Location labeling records
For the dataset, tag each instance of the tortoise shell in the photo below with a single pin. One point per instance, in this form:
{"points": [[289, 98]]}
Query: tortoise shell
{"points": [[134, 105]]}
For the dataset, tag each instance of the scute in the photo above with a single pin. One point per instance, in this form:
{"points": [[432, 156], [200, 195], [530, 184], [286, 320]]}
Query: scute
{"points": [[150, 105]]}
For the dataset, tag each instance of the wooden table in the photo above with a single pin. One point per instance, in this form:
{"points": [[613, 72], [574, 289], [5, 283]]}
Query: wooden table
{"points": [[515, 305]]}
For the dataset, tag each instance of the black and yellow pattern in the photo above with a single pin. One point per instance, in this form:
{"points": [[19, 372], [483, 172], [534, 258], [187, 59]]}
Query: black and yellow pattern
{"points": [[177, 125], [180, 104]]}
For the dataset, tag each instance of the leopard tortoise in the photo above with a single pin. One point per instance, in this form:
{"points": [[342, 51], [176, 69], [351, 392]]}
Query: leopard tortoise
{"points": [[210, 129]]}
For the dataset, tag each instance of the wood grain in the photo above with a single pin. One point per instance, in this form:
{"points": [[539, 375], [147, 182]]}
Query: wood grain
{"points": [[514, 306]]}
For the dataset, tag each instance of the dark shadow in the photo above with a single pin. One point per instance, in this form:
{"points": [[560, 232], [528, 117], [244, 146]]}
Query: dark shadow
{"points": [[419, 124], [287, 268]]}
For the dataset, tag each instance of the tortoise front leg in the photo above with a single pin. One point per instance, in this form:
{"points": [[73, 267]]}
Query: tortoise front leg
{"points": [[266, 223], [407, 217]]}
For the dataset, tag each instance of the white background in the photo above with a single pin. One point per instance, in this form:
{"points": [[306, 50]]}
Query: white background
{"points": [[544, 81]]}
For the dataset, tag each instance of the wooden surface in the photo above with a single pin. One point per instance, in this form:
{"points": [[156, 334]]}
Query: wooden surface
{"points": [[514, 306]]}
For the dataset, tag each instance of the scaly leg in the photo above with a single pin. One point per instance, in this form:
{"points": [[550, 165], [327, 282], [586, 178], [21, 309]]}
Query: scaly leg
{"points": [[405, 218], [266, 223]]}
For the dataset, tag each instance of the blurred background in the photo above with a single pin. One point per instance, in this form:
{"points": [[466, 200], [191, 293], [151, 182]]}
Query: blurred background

◆ **Task instructions**
Edit the lines above by swapping every "single pin" for "single marker" and leaving the rest untouched.

◆ **Answer in full**
For the dataset, tag each instance of the tortoise shell in the photo below with a single marker. One point per instance, in this form:
{"points": [[289, 98]]}
Query: tortoise shell
{"points": [[134, 105]]}
For the dataset, tag each instance of the scute in the photo above with a single marker. One point per instance, in this form:
{"points": [[432, 156], [200, 195], [530, 184], [286, 320]]}
Query: scute
{"points": [[150, 105]]}
For the dataset, tag each instance of the wooden table in the photo above with a single marker. One point per instance, in this form:
{"points": [[613, 72], [574, 289], [5, 283]]}
Query: wooden table
{"points": [[515, 305]]}
For the dataset, tag each instance of the black and yellow pattern in the photo above with a single marker. One point per instance, in this form:
{"points": [[19, 372], [483, 172], [534, 258], [187, 59]]}
Query: black and yellow pattern
{"points": [[177, 125], [180, 104]]}
For the dataset, tag each instance of the leopard tortoise in the photo above with a single marker. One point per instance, in this form:
{"points": [[342, 51], [176, 69], [351, 392]]}
Query: leopard tortoise
{"points": [[210, 129]]}
For the dataset, tag each instance of the wood grain in the photo above with a single marker. One point per instance, in this form:
{"points": [[539, 375], [147, 182]]}
Query: wood grain
{"points": [[514, 306]]}
For the dataset, tag each instance of the dark shadow in the photo above with a single marker. One point per instance, in this form:
{"points": [[560, 232], [528, 117], [244, 146]]}
Query: dark shadow
{"points": [[419, 124], [287, 268]]}
For the dataset, tag each instance of the tortoise front leg in the photo above with a single marker. One point per instance, in this form:
{"points": [[73, 267]]}
Query: tortoise front leg
{"points": [[266, 223], [407, 217]]}
For the dataset, tag each instance of the white background in the photo above with a single marker. One point per instance, in this form:
{"points": [[306, 50]]}
Query: white background
{"points": [[544, 81]]}
For the dataset, tag each instance of the wooden surface in the photo above with a single marker. One point per instance, in this form:
{"points": [[156, 334]]}
Query: wooden surface
{"points": [[514, 306]]}
For the dataset, tag each instance of the scaly leg in the photo above with a single marker. One point per instance, in this form:
{"points": [[550, 165], [327, 282], [586, 178], [21, 309]]}
Query: scaly leg
{"points": [[405, 218], [266, 223]]}
For the dataset, tag each instance of the blurred background in the photo above with a single marker. One point per instance, in this form:
{"points": [[466, 200], [191, 293], [151, 182]]}
Query: blurred background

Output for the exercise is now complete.